What this task involves — Exactly and only the lines from the one with "Where can the house" through the end of the listing are to be transcribed, both ends included.

(Image object location entries)
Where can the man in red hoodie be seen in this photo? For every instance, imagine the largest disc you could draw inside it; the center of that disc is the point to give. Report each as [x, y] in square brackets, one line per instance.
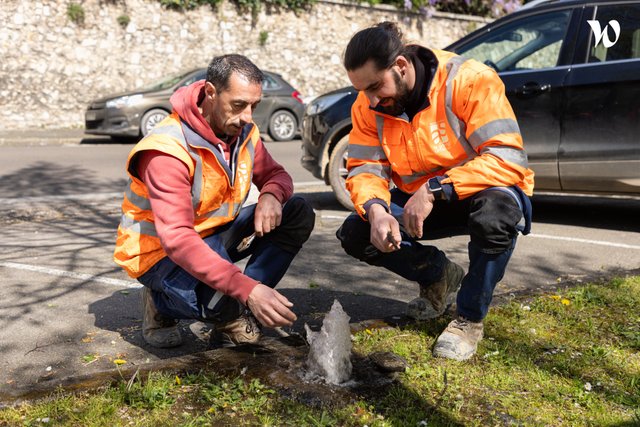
[184, 223]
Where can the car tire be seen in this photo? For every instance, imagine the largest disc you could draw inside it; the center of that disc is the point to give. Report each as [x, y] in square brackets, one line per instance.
[282, 125]
[338, 172]
[150, 119]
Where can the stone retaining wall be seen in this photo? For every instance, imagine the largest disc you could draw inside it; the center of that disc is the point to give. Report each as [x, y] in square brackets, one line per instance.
[51, 67]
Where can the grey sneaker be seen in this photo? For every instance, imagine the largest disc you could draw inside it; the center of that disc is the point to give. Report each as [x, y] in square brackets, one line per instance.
[460, 339]
[158, 330]
[436, 297]
[244, 330]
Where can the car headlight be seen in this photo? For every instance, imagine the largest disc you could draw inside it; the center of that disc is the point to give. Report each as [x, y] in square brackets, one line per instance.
[318, 105]
[124, 101]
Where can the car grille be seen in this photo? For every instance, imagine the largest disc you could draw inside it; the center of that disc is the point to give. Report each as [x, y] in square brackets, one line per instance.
[98, 106]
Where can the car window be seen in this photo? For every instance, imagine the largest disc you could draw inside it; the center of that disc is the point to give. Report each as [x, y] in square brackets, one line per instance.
[532, 42]
[194, 78]
[269, 83]
[627, 43]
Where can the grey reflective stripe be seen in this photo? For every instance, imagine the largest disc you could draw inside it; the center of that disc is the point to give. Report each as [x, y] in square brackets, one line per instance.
[380, 127]
[140, 202]
[196, 187]
[365, 152]
[224, 210]
[378, 170]
[457, 126]
[492, 129]
[140, 227]
[408, 179]
[217, 296]
[509, 154]
[169, 130]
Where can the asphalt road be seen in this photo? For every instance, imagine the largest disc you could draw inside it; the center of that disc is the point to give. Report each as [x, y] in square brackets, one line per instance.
[66, 309]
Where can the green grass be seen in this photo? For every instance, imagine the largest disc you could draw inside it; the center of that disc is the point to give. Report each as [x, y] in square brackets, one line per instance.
[571, 359]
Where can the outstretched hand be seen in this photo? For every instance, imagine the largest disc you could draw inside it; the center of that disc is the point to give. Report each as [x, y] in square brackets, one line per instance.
[385, 230]
[270, 307]
[416, 210]
[268, 214]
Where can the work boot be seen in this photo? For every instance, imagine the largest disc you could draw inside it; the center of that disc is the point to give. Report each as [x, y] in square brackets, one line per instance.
[158, 330]
[244, 330]
[460, 339]
[436, 297]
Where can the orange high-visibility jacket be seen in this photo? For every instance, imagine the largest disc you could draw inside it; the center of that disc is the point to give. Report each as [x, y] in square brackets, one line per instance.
[468, 132]
[216, 200]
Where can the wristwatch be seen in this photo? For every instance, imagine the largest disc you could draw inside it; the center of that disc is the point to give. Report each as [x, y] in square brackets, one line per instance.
[436, 188]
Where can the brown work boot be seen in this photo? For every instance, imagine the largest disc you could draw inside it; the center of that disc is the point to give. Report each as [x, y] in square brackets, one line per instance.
[158, 330]
[460, 339]
[244, 330]
[436, 297]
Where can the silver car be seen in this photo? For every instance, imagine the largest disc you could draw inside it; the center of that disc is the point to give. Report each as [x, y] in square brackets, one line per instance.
[130, 115]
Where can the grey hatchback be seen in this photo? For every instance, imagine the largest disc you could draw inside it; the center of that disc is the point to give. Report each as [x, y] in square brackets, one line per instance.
[133, 114]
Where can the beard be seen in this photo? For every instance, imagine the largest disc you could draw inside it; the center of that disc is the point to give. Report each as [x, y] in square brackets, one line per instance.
[396, 108]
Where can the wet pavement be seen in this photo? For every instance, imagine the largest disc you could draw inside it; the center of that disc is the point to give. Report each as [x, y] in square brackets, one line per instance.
[67, 311]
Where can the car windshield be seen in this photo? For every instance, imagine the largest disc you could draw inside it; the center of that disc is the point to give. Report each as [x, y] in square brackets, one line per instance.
[166, 83]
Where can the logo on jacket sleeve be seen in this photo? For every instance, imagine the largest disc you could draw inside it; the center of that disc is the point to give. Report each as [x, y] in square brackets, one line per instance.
[439, 138]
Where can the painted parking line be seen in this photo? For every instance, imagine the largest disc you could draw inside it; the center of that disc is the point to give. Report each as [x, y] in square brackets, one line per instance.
[71, 275]
[578, 240]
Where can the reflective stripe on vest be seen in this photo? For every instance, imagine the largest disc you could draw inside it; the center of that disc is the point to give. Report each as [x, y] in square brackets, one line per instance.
[458, 127]
[225, 210]
[140, 227]
[377, 170]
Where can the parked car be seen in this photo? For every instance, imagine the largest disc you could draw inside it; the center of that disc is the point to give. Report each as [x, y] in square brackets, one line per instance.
[577, 98]
[133, 114]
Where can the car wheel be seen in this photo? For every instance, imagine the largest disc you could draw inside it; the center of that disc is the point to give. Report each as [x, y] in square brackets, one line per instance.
[150, 119]
[338, 172]
[282, 125]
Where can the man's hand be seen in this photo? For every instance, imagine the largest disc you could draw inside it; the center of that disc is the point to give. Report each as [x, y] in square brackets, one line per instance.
[268, 214]
[416, 210]
[385, 230]
[270, 307]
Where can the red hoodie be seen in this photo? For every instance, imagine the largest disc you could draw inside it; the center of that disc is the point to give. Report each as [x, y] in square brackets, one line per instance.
[169, 185]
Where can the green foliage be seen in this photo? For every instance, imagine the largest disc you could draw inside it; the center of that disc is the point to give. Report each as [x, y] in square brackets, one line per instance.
[539, 364]
[262, 38]
[123, 20]
[75, 13]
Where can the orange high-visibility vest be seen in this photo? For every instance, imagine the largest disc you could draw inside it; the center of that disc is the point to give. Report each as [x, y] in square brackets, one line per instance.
[217, 194]
[468, 132]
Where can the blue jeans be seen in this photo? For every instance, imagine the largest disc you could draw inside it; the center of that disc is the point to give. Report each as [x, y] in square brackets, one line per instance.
[492, 220]
[179, 295]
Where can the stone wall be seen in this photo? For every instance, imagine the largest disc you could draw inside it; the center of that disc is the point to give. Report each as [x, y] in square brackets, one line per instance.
[51, 68]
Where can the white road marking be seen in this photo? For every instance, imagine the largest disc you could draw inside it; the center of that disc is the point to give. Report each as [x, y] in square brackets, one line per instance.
[71, 275]
[308, 183]
[592, 242]
[84, 196]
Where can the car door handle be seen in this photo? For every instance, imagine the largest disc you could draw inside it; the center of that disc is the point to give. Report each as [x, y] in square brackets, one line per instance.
[532, 89]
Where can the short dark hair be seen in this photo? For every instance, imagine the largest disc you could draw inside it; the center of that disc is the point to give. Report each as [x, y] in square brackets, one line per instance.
[221, 67]
[381, 43]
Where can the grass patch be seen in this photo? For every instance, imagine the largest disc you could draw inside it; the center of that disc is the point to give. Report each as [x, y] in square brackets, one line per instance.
[571, 359]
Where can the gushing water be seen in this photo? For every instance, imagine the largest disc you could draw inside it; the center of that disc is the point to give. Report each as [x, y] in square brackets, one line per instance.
[330, 348]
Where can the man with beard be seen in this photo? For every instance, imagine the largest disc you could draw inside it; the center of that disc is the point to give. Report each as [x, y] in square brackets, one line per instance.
[184, 222]
[441, 129]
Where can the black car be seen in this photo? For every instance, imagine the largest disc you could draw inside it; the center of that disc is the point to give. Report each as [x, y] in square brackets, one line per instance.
[572, 79]
[135, 113]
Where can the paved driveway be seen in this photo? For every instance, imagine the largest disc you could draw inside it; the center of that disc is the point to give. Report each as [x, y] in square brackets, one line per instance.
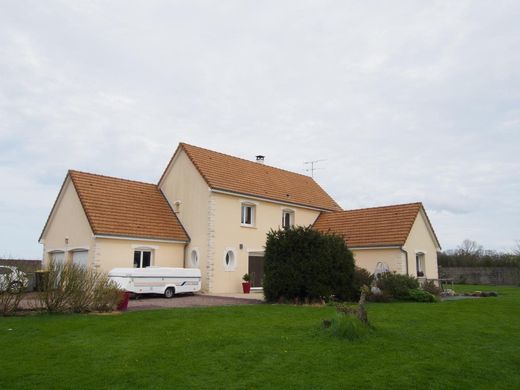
[187, 300]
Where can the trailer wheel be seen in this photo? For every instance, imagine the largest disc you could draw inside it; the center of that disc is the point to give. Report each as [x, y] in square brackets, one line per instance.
[169, 293]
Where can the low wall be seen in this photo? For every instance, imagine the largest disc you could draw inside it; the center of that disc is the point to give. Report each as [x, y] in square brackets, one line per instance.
[27, 266]
[482, 275]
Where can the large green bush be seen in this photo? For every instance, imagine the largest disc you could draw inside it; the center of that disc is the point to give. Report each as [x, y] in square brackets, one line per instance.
[306, 265]
[71, 287]
[396, 285]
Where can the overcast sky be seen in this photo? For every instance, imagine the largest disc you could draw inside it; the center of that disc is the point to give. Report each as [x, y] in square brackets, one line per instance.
[405, 100]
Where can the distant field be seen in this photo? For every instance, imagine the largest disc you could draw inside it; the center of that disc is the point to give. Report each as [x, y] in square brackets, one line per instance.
[460, 344]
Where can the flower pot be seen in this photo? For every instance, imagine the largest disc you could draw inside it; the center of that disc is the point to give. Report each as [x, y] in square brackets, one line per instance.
[123, 304]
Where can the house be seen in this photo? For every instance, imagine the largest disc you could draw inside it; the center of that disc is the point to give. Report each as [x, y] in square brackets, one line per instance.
[399, 236]
[212, 211]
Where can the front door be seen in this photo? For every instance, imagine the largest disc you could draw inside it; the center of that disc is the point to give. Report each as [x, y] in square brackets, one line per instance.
[256, 270]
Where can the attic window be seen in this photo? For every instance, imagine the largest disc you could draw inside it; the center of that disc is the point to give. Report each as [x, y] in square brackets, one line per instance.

Problem solution —
Where can the house be seen in this photo? For every instance, imagine the largest disc you could draw inside it; the center of that disc is the point to give. Report each as [x, y] in square brackets, one line per instance.
[399, 236]
[212, 211]
Where can the front door be seen in this photo? For every instance, imagine the largest disc you could draw inside it; the center of that disc is the point to give. Report each as [x, y] in square brackets, one line per instance.
[256, 270]
Where can the attic window be seen in this photo? For every instance, imagine the largest disc you could draw inside it; the center of that disc is the point to give. Report each as [x, y] in square brackets, one line per instance.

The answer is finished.